# [WORK REQUEST A]
Reproduce the passage of the general education text that opens with the words containing "Communication. Creative and" and closes with "Albright’s sculpting studio.".
# [WORK REQUEST B]
List every component that the general education text names under Program Requirements.

General Education
No matter what major you choose, and no matter what you do with your degree, you will want to bring your own creative energies to applying what you learn in the classroom to real world problems. Such meaningful connections between the real world and academic aspects of your learning matter. Your Albright journey will guarantee that you will learn to ask questions, think creatively, develop innovative ideas, solve problems and be prepared for a rapidly changing world.
Communication. Creative and critical thinking. Analytical adeptness. Flexibility. Adaptability. Teamwork. According to multiple surveys, these are also the skills that employers say that they most desire in their employees. These skills form the basis success in life and career — personal fulfillment, professional success and engaged citizenship.

Building creativity and analytical skills in Albright’s sculpting studio.
This is what you get in Albright’s General Education Curriculum. This page includes information about General Education Program Goals, Program Requirements (including First Year Seminars, English Composition, World Languages and Cultures, Foundations Courses, Connections Courses, Synthesis Courses, and Experience Events).

# [RAW DATA]
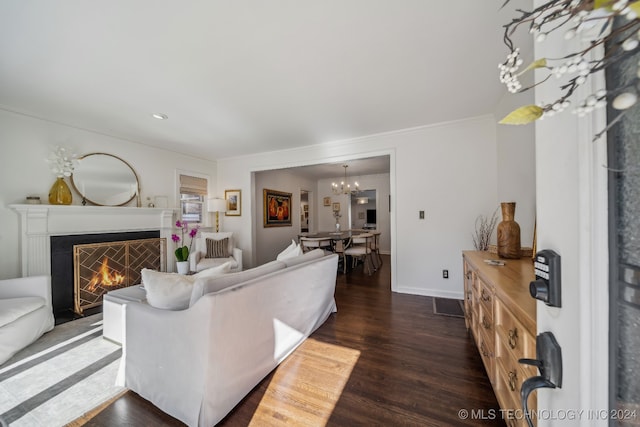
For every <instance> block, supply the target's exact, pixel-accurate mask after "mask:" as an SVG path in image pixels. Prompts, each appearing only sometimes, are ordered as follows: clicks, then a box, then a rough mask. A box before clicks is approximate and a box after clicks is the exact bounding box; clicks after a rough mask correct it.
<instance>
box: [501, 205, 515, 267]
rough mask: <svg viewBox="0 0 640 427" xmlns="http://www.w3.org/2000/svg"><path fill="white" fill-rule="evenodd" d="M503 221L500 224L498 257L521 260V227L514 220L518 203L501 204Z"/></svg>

# [PROBLEM SOLUTION A]
Communication. Creative and critical thinking. Analytical adeptness. Flexibility. Adaptability. Teamwork. According to multiple surveys, these are also the skills that employers say that they most desire in their employees. These skills form the basis success in life and career — personal fulfillment, professional success and engaged citizenship.

Building creativity and analytical skills in Albright’s sculpting studio.

# [PROBLEM SOLUTION B]
- First Year Seminars
- English Composition
- World Languages and Cultures
- Foundations Courses
- Connections Courses
- Synthesis Courses
- Experience Events